<<<<
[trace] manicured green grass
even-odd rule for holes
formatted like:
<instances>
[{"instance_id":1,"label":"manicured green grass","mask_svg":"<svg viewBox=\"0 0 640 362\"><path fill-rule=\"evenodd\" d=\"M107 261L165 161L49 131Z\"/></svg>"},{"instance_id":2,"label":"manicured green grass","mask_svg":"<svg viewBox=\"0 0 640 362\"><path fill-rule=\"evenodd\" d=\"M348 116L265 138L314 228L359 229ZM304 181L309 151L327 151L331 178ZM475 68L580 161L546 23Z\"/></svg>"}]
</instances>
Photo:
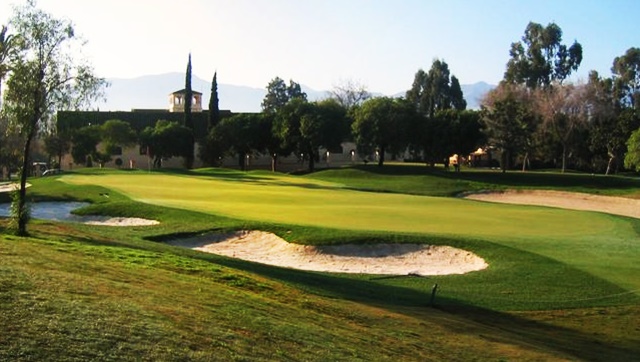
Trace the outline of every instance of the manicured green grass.
<instances>
[{"instance_id":1,"label":"manicured green grass","mask_svg":"<svg viewBox=\"0 0 640 362\"><path fill-rule=\"evenodd\" d=\"M242 178L240 173L223 179L116 173L61 180L99 184L151 204L254 222L480 239L549 258L622 288L640 289L640 279L628 277L640 260L635 220L456 198L358 192L313 180L289 183L289 179Z\"/></svg>"},{"instance_id":2,"label":"manicured green grass","mask_svg":"<svg viewBox=\"0 0 640 362\"><path fill-rule=\"evenodd\" d=\"M463 168L446 172L441 168L391 164L384 167L357 166L331 169L306 176L346 185L356 190L455 196L461 192L502 189L551 189L603 195L640 196L640 179L557 171L510 171Z\"/></svg>"},{"instance_id":3,"label":"manicured green grass","mask_svg":"<svg viewBox=\"0 0 640 362\"><path fill-rule=\"evenodd\" d=\"M33 199L86 200L93 205L80 213L161 224L35 221L32 238L0 235L0 325L10 326L0 334L0 359L632 360L640 354L640 221L415 196L458 192L434 187L552 188L564 175L491 183L492 175L502 176L476 172L461 181L401 167L306 177L83 170L33 180ZM385 192L354 191L363 188L359 179ZM397 190L388 189L393 179ZM559 188L579 188L577 181L563 182ZM638 190L632 179L602 182L610 194ZM428 278L310 273L161 242L237 229L306 244L452 245L490 267ZM438 308L426 308L435 283Z\"/></svg>"}]
</instances>

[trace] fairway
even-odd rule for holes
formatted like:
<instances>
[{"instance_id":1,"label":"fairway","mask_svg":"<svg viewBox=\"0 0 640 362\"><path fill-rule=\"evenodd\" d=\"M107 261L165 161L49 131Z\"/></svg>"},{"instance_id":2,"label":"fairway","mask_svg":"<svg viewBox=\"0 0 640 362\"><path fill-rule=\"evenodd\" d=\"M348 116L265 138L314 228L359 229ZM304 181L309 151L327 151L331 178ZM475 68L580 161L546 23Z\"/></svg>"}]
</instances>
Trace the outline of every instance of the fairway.
<instances>
[{"instance_id":1,"label":"fairway","mask_svg":"<svg viewBox=\"0 0 640 362\"><path fill-rule=\"evenodd\" d=\"M607 214L359 192L277 176L218 179L138 173L67 175L61 180L100 185L146 203L245 220L481 239L640 289L640 280L628 277L634 260L640 259L633 225ZM608 267L612 263L618 267Z\"/></svg>"}]
</instances>

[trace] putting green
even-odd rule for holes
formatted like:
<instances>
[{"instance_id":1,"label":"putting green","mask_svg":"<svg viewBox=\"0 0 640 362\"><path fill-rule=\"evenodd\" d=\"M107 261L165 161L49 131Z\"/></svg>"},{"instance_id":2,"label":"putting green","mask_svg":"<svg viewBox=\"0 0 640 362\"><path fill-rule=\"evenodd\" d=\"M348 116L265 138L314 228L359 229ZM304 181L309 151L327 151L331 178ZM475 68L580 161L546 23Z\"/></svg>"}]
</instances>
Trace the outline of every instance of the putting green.
<instances>
[{"instance_id":1,"label":"putting green","mask_svg":"<svg viewBox=\"0 0 640 362\"><path fill-rule=\"evenodd\" d=\"M69 175L61 180L114 189L134 200L234 218L340 229L439 235L587 236L611 231L600 215L454 198L358 192L285 178L217 180L175 175Z\"/></svg>"},{"instance_id":2,"label":"putting green","mask_svg":"<svg viewBox=\"0 0 640 362\"><path fill-rule=\"evenodd\" d=\"M606 214L359 192L291 177L106 174L66 175L61 180L100 185L142 202L245 220L491 240L640 288L640 280L628 275L629 268L637 270L633 260L640 260L633 226ZM606 267L610 264L621 268Z\"/></svg>"}]
</instances>

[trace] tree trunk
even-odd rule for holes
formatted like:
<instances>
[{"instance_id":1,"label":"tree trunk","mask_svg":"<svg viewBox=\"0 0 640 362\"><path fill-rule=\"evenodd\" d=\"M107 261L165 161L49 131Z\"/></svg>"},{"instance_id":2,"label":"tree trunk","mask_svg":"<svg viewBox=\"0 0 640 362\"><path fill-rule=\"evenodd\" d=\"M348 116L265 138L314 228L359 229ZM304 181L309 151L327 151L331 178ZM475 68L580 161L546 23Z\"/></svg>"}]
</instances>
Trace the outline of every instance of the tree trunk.
<instances>
[{"instance_id":1,"label":"tree trunk","mask_svg":"<svg viewBox=\"0 0 640 362\"><path fill-rule=\"evenodd\" d=\"M527 161L529 161L529 152L524 154L524 159L522 160L522 172L527 171Z\"/></svg>"},{"instance_id":2,"label":"tree trunk","mask_svg":"<svg viewBox=\"0 0 640 362\"><path fill-rule=\"evenodd\" d=\"M567 146L562 145L562 173L566 170L567 167Z\"/></svg>"},{"instance_id":3,"label":"tree trunk","mask_svg":"<svg viewBox=\"0 0 640 362\"><path fill-rule=\"evenodd\" d=\"M500 162L500 167L502 168L502 173L506 173L507 172L507 168L509 167L509 165L507 164L509 162L509 151L503 150L502 151L502 155L500 157L502 159L502 162Z\"/></svg>"},{"instance_id":4,"label":"tree trunk","mask_svg":"<svg viewBox=\"0 0 640 362\"><path fill-rule=\"evenodd\" d=\"M384 149L384 146L380 147L380 151L378 153L378 167L382 167L384 165Z\"/></svg>"},{"instance_id":5,"label":"tree trunk","mask_svg":"<svg viewBox=\"0 0 640 362\"><path fill-rule=\"evenodd\" d=\"M238 166L240 166L240 171L247 170L247 163L245 161L245 155L243 152L238 153Z\"/></svg>"},{"instance_id":6,"label":"tree trunk","mask_svg":"<svg viewBox=\"0 0 640 362\"><path fill-rule=\"evenodd\" d=\"M309 151L309 172L315 171L315 166L316 166L316 155L312 151Z\"/></svg>"},{"instance_id":7,"label":"tree trunk","mask_svg":"<svg viewBox=\"0 0 640 362\"><path fill-rule=\"evenodd\" d=\"M605 175L609 175L609 172L611 172L611 164L613 163L613 160L615 160L615 156L613 154L609 154L609 162L607 162L607 171L605 171Z\"/></svg>"},{"instance_id":8,"label":"tree trunk","mask_svg":"<svg viewBox=\"0 0 640 362\"><path fill-rule=\"evenodd\" d=\"M271 155L271 172L276 172L276 165L278 162L278 155L275 153Z\"/></svg>"},{"instance_id":9,"label":"tree trunk","mask_svg":"<svg viewBox=\"0 0 640 362\"><path fill-rule=\"evenodd\" d=\"M13 215L18 218L18 230L17 233L20 236L27 235L27 222L29 221L29 215L27 214L27 175L29 174L29 159L31 140L35 135L35 127L27 135L27 139L24 143L24 153L22 158L22 171L20 172L20 190L18 191L18 207L16 209L17 215Z\"/></svg>"}]
</instances>

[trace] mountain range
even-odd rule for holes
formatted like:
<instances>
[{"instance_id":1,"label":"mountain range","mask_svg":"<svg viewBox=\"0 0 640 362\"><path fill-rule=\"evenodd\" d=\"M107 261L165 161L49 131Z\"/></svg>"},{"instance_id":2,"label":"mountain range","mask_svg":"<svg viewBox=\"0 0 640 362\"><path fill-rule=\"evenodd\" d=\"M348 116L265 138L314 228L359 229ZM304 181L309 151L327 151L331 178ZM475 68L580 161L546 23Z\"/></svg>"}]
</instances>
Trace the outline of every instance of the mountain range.
<instances>
[{"instance_id":1,"label":"mountain range","mask_svg":"<svg viewBox=\"0 0 640 362\"><path fill-rule=\"evenodd\" d=\"M109 78L105 90L106 99L96 104L101 111L130 111L131 109L165 109L169 107L169 93L184 88L184 73L145 75L136 78ZM211 95L211 82L192 76L191 87L202 93L202 107L207 109ZM329 91L320 91L301 84L311 101L327 98ZM495 86L485 82L461 85L467 100L467 108L479 109L480 99ZM404 96L405 92L391 94ZM266 94L265 88L218 83L220 109L232 112L260 112L260 104ZM382 93L372 93L382 96Z\"/></svg>"}]
</instances>

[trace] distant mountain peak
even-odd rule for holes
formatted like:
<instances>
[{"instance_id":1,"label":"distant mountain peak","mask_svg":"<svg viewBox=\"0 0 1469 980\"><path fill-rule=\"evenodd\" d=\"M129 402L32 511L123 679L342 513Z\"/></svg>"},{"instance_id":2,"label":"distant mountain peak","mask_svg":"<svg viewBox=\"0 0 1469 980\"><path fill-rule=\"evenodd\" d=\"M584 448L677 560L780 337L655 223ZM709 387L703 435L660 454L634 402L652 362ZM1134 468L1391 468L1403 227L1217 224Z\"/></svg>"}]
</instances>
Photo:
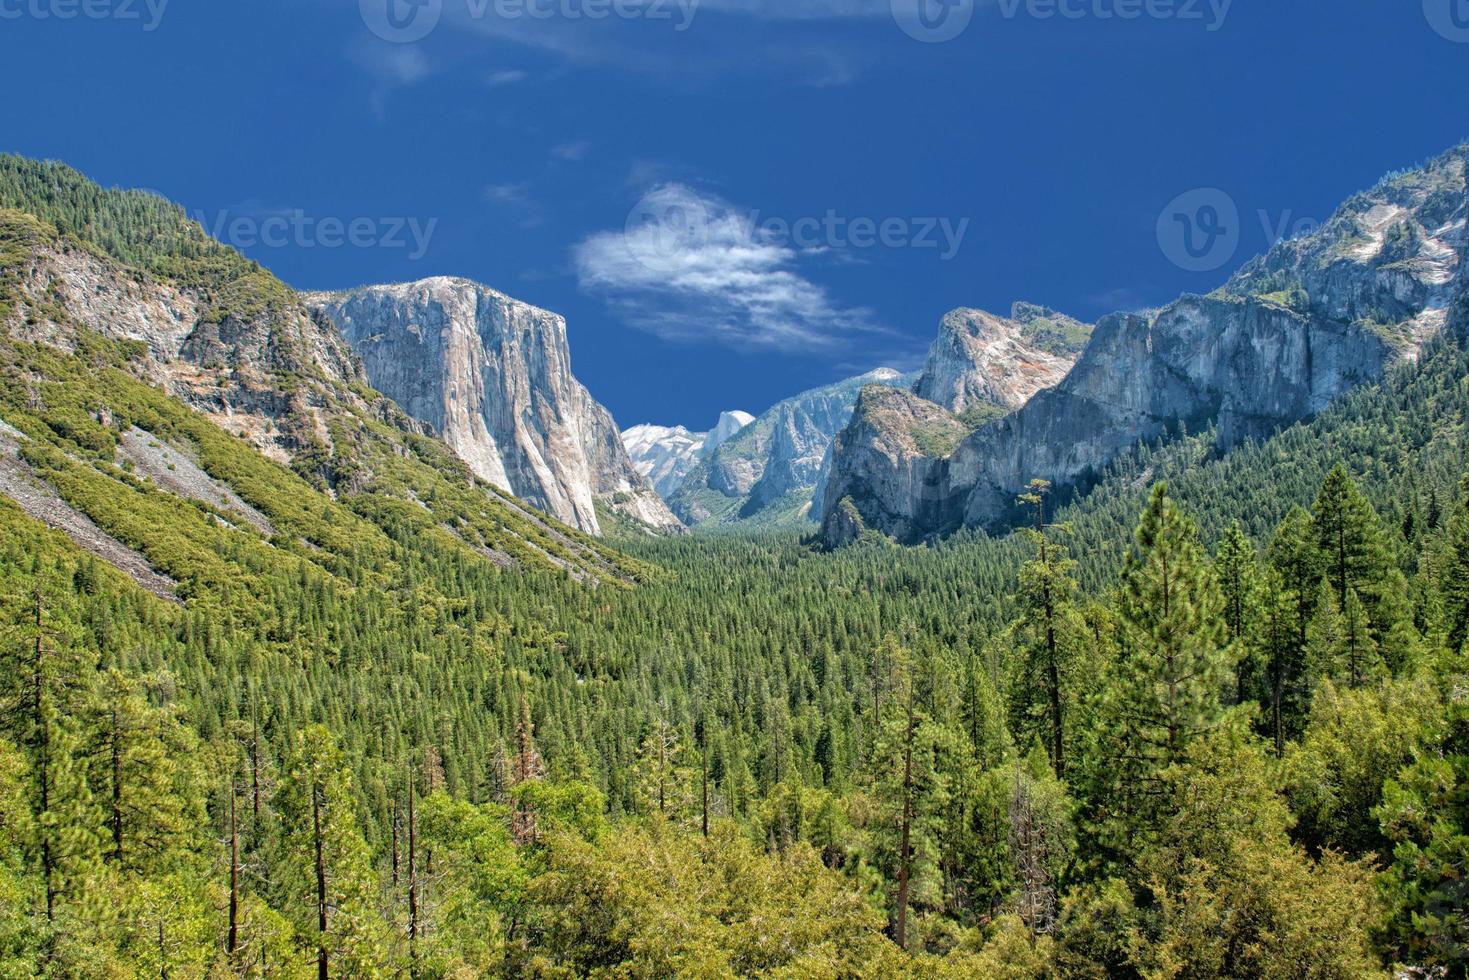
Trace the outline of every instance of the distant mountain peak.
<instances>
[{"instance_id":1,"label":"distant mountain peak","mask_svg":"<svg viewBox=\"0 0 1469 980\"><path fill-rule=\"evenodd\" d=\"M708 432L690 432L681 425L635 425L622 434L623 445L658 495L667 500L701 460L739 434L755 416L749 412L721 412Z\"/></svg>"}]
</instances>

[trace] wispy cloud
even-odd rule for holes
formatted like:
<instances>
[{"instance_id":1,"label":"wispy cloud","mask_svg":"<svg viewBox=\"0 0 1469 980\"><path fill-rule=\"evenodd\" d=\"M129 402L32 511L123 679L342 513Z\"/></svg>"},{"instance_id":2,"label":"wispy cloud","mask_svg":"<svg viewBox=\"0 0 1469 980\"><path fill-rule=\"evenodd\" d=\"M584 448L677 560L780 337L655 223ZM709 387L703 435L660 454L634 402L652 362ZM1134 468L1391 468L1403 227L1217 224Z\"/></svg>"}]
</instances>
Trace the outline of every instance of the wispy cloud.
<instances>
[{"instance_id":1,"label":"wispy cloud","mask_svg":"<svg viewBox=\"0 0 1469 980\"><path fill-rule=\"evenodd\" d=\"M507 68L504 71L492 71L485 76L485 84L490 88L500 88L504 85L514 85L523 82L530 75L519 68Z\"/></svg>"},{"instance_id":2,"label":"wispy cloud","mask_svg":"<svg viewBox=\"0 0 1469 980\"><path fill-rule=\"evenodd\" d=\"M351 56L360 67L387 84L411 85L430 72L427 55L414 45L364 42L353 45Z\"/></svg>"},{"instance_id":3,"label":"wispy cloud","mask_svg":"<svg viewBox=\"0 0 1469 980\"><path fill-rule=\"evenodd\" d=\"M541 203L531 194L529 181L490 184L483 191L487 203L519 216L522 228L535 228L545 221Z\"/></svg>"},{"instance_id":4,"label":"wispy cloud","mask_svg":"<svg viewBox=\"0 0 1469 980\"><path fill-rule=\"evenodd\" d=\"M893 2L894 0L700 0L699 8L743 14L761 20L838 20L846 17L887 17L892 13Z\"/></svg>"},{"instance_id":5,"label":"wispy cloud","mask_svg":"<svg viewBox=\"0 0 1469 980\"><path fill-rule=\"evenodd\" d=\"M890 18L894 4L901 10L924 2L931 0L627 0L616 8L625 11L618 16L548 17L510 16L477 0L445 0L428 36L411 44L380 43L389 49L432 46L432 61L387 54L367 67L397 84L416 81L431 69L462 67L469 56L462 44L449 41L458 37L540 52L569 66L614 67L682 82L775 71L801 84L844 85L881 55L871 39L863 43L850 32L836 36L829 25ZM535 9L554 13L557 7L543 2ZM760 57L751 57L752 44L758 44ZM481 47L475 60L482 57ZM512 55L507 49L501 57ZM527 76L504 69L482 77L496 87Z\"/></svg>"},{"instance_id":6,"label":"wispy cloud","mask_svg":"<svg viewBox=\"0 0 1469 980\"><path fill-rule=\"evenodd\" d=\"M685 184L655 188L625 229L587 238L573 261L582 288L667 340L829 354L894 337L801 275L794 250Z\"/></svg>"},{"instance_id":7,"label":"wispy cloud","mask_svg":"<svg viewBox=\"0 0 1469 980\"><path fill-rule=\"evenodd\" d=\"M558 143L551 147L551 158L564 163L576 163L586 157L592 149L592 144L586 140L572 140L566 143Z\"/></svg>"}]
</instances>

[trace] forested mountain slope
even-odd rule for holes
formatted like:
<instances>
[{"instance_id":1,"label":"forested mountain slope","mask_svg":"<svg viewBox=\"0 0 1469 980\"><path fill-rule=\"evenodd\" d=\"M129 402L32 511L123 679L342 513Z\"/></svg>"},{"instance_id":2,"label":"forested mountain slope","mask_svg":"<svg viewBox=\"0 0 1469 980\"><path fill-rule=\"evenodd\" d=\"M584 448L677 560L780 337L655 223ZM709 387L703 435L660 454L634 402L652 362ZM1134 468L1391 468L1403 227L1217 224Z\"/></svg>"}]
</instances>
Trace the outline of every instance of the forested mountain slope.
<instances>
[{"instance_id":1,"label":"forested mountain slope","mask_svg":"<svg viewBox=\"0 0 1469 980\"><path fill-rule=\"evenodd\" d=\"M215 502L239 495L267 513L271 503L305 513L328 495L370 520L395 514L457 537L492 563L627 577L612 552L477 482L368 386L330 324L161 198L0 157L0 327L9 381L0 414L29 435L28 452L69 454L87 480L126 478L114 468L142 461L118 447L141 428L145 455L172 440L180 458L197 457L219 484L204 493ZM25 441L4 438L6 457ZM59 489L17 465L7 472L28 497ZM242 469L253 485L235 482Z\"/></svg>"}]
</instances>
>>>>
Repeat the line containing "Trace the outline of every instance of the forested" and all subsequent lines through the final line of the data, exactly and with no others.

ANSWER ->
Trace the outline of every instance of the forested mountain slope.
<instances>
[{"instance_id":1,"label":"forested mountain slope","mask_svg":"<svg viewBox=\"0 0 1469 980\"><path fill-rule=\"evenodd\" d=\"M215 502L239 495L267 513L271 503L305 513L328 495L370 520L395 514L457 537L492 563L627 577L612 552L477 482L368 386L330 324L161 198L0 157L0 327L9 381L0 414L29 435L28 452L69 454L87 480L126 478L114 468L142 461L118 447L141 428L145 455L172 440L180 458L197 457L219 484L204 493ZM25 441L4 438L6 457ZM59 489L17 465L7 472L28 497ZM242 469L253 485L235 482Z\"/></svg>"}]
</instances>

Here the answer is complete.